## YOUR TASK
In the records below, take the line with "point_to finds the dirt-stained" and all lines after it, and copy them exactly, pictures excluded.

## EXTRACTED ENTRIES
<<<<

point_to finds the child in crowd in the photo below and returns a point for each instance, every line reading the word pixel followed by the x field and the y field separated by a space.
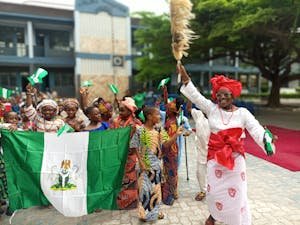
pixel 128 197
pixel 149 140
pixel 71 107
pixel 27 125
pixel 93 114
pixel 106 111
pixel 44 116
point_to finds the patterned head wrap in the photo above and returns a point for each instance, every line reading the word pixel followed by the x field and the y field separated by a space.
pixel 47 102
pixel 171 106
pixel 220 81
pixel 71 102
pixel 129 103
pixel 105 107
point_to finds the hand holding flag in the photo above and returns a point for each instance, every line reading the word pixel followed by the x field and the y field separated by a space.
pixel 87 83
pixel 113 88
pixel 65 129
pixel 38 76
pixel 163 82
pixel 5 93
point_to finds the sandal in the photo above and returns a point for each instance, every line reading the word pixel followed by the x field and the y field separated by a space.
pixel 210 221
pixel 161 216
pixel 200 196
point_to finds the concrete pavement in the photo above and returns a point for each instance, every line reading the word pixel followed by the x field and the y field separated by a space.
pixel 274 194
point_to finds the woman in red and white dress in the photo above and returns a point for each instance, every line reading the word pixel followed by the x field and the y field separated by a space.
pixel 226 168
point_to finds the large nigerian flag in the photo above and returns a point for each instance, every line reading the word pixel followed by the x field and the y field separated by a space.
pixel 76 172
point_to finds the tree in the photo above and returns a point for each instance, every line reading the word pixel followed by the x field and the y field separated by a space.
pixel 264 32
pixel 154 39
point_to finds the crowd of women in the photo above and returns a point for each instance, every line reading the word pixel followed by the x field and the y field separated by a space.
pixel 151 176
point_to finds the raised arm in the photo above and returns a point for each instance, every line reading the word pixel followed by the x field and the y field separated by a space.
pixel 84 94
pixel 29 93
pixel 190 91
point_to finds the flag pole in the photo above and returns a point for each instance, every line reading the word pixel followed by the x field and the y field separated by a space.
pixel 186 161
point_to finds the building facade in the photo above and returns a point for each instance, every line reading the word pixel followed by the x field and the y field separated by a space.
pixel 90 42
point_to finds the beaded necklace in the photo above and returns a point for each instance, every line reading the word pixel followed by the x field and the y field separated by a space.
pixel 229 117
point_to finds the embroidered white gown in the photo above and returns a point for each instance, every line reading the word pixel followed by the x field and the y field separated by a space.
pixel 227 189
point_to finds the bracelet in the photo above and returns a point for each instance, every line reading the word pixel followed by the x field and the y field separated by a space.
pixel 186 82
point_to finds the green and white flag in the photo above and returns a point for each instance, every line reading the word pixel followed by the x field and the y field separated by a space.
pixel 76 172
pixel 163 82
pixel 65 129
pixel 38 76
pixel 5 93
pixel 113 88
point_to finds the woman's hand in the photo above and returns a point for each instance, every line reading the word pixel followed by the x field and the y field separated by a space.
pixel 30 89
pixel 84 91
pixel 13 127
pixel 179 131
pixel 185 78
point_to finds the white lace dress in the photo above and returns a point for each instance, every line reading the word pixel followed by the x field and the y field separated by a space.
pixel 227 189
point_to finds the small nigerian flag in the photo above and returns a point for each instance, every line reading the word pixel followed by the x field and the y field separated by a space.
pixel 180 117
pixel 76 173
pixel 38 76
pixel 268 141
pixel 5 93
pixel 163 82
pixel 87 83
pixel 113 88
pixel 65 129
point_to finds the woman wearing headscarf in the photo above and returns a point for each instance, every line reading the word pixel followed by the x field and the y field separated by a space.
pixel 106 111
pixel 44 116
pixel 74 116
pixel 226 169
pixel 128 197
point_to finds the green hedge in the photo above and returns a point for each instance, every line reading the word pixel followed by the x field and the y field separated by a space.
pixel 264 95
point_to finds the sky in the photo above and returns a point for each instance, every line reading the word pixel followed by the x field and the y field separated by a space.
pixel 156 6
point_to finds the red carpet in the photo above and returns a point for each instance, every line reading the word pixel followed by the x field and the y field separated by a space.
pixel 287 148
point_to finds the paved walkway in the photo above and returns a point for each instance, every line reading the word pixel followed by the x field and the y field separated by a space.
pixel 274 195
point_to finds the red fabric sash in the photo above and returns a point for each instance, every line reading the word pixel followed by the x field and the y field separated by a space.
pixel 222 144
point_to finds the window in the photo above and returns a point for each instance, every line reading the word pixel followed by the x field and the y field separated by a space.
pixel 12 41
pixel 63 79
pixel 59 40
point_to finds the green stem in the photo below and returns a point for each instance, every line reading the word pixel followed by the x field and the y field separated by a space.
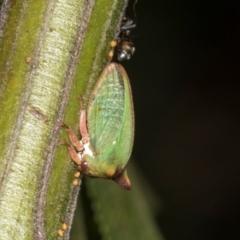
pixel 51 51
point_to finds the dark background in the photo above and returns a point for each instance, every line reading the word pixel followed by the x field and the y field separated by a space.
pixel 186 90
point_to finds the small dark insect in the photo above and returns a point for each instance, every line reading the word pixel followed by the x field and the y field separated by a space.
pixel 125 46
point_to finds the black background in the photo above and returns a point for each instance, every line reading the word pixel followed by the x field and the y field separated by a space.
pixel 186 89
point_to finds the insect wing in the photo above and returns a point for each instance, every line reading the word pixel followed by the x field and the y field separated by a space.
pixel 105 112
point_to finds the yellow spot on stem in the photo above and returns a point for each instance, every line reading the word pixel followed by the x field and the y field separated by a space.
pixel 64 226
pixel 75 182
pixel 60 232
pixel 113 43
pixel 77 174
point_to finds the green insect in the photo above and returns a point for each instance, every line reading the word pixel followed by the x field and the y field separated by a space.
pixel 107 128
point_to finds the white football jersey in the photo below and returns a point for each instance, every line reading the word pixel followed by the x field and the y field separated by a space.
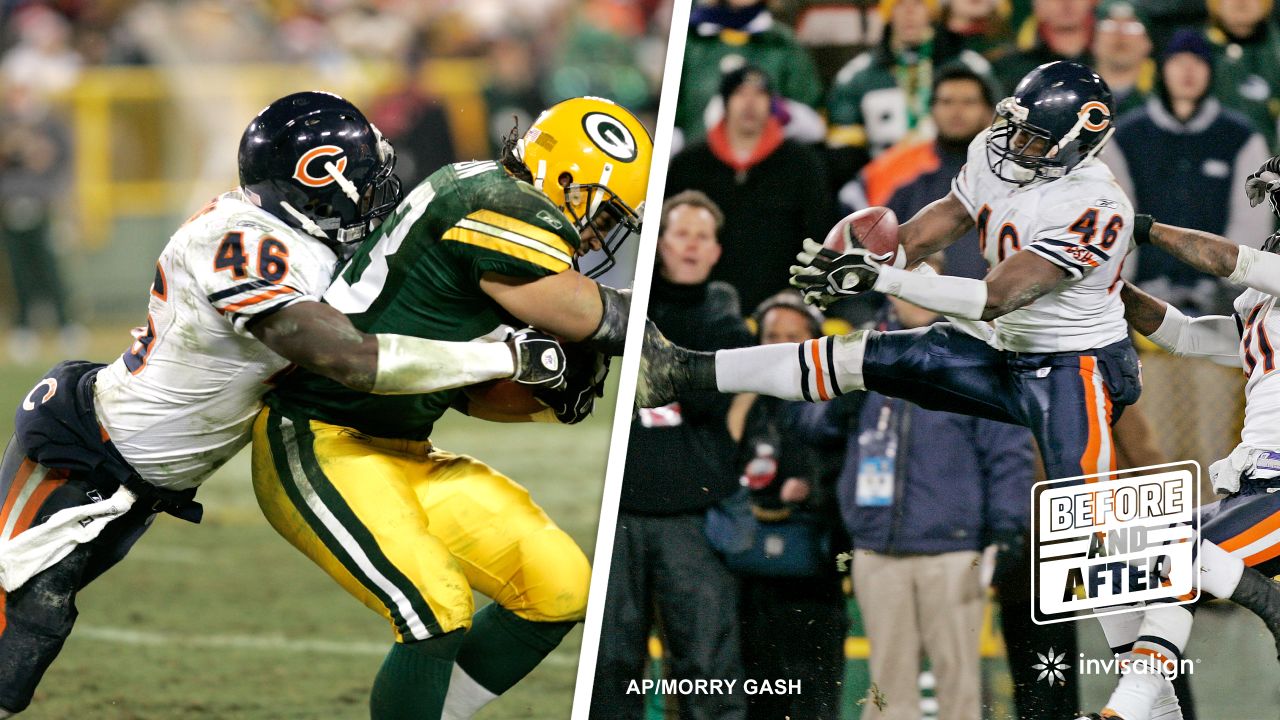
pixel 1260 331
pixel 1082 223
pixel 182 400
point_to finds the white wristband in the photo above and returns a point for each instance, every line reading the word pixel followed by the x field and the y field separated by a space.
pixel 1257 269
pixel 410 365
pixel 960 297
pixel 1170 331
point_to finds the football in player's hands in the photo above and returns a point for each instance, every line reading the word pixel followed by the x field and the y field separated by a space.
pixel 873 228
pixel 503 397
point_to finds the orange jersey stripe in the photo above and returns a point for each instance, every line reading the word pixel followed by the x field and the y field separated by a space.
pixel 16 488
pixel 1258 531
pixel 256 299
pixel 1093 447
pixel 35 501
pixel 817 369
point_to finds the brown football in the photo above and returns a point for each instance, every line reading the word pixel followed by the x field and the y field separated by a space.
pixel 506 397
pixel 876 229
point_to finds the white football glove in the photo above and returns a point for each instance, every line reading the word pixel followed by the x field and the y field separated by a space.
pixel 1264 182
pixel 824 276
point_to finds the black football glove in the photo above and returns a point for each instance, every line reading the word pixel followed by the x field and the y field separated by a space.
pixel 584 381
pixel 824 276
pixel 539 359
pixel 1010 548
pixel 1142 228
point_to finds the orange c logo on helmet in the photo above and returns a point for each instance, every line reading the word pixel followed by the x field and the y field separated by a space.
pixel 301 174
pixel 1087 115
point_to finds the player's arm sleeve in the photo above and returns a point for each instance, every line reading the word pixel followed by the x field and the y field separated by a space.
pixel 513 241
pixel 251 274
pixel 1078 245
pixel 1210 336
pixel 965 183
pixel 1246 224
pixel 1006 464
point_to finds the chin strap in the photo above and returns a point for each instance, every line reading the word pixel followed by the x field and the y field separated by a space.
pixel 304 222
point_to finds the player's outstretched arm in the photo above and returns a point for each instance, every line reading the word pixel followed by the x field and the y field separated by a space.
pixel 933 228
pixel 1212 254
pixel 1013 283
pixel 1210 336
pixel 567 305
pixel 323 340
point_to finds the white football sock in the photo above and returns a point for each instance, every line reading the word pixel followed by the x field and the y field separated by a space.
pixel 1120 629
pixel 465 697
pixel 1220 570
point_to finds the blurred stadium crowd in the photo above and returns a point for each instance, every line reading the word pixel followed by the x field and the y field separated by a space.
pixel 791 114
pixel 120 117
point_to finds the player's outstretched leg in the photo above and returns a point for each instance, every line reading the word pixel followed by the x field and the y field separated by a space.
pixel 499 650
pixel 1261 596
pixel 511 551
pixel 414 679
pixel 814 370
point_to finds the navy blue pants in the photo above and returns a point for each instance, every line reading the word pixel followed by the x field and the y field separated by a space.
pixel 1068 400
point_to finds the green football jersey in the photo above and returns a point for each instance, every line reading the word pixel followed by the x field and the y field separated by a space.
pixel 419 274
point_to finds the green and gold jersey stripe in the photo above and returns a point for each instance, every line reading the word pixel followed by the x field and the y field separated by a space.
pixel 498 222
pixel 501 233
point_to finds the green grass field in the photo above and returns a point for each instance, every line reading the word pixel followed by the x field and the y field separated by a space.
pixel 225 620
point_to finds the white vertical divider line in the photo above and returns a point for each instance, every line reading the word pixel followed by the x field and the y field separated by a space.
pixel 647 254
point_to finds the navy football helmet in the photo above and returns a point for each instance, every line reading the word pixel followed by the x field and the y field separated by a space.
pixel 1059 115
pixel 315 162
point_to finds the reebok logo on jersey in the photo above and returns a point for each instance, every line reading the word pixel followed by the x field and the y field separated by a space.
pixel 1087 115
pixel 609 135
pixel 302 172
pixel 1109 542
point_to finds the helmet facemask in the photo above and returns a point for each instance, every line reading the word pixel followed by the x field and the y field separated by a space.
pixel 611 220
pixel 1020 153
pixel 352 212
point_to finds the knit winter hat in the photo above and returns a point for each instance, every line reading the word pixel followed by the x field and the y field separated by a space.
pixel 1189 41
pixel 886 9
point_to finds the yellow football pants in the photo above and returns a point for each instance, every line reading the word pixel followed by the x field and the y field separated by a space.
pixel 410 529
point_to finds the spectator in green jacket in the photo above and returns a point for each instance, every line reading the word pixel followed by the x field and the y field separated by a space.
pixel 732 33
pixel 1247 62
pixel 1057 30
pixel 1121 51
pixel 882 96
pixel 981 26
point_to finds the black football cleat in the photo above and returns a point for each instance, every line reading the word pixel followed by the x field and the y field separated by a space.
pixel 1261 596
pixel 667 370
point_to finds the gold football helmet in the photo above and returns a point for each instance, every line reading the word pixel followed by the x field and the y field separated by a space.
pixel 592 158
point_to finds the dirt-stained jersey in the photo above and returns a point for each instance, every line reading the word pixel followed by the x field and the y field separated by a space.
pixel 1082 223
pixel 420 276
pixel 182 399
pixel 1260 331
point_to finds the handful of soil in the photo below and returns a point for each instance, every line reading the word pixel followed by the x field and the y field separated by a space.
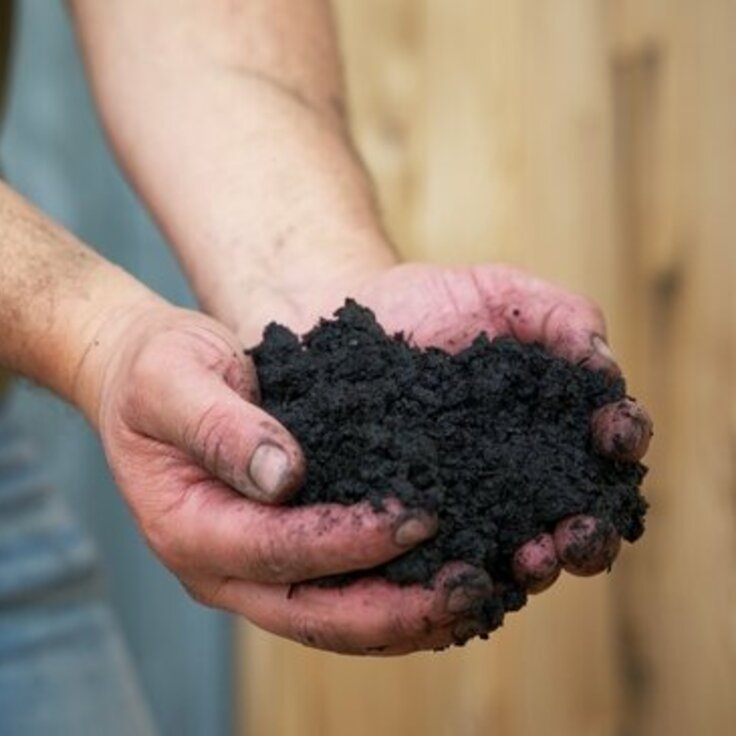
pixel 495 439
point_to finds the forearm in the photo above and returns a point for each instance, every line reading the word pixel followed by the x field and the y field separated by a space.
pixel 228 119
pixel 55 296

>>>>

## ANSWER BOX
point_to finds the dirt-stained jersey in the photo above and returns a point for each instance, every line reading the word pixel followed by the x field and the y field separated by a space.
pixel 1082 223
pixel 420 276
pixel 182 399
pixel 1260 331
point_to finds the handful of soil in the photo below and returns a point for each instance, every line reading the word pixel followed by the x field and the y field separated by a space.
pixel 495 439
point_to finds the forearm in the photo above and returns a point for each instance, every line reading the word pixel followed by the x field and the y field separated by a space.
pixel 228 119
pixel 55 296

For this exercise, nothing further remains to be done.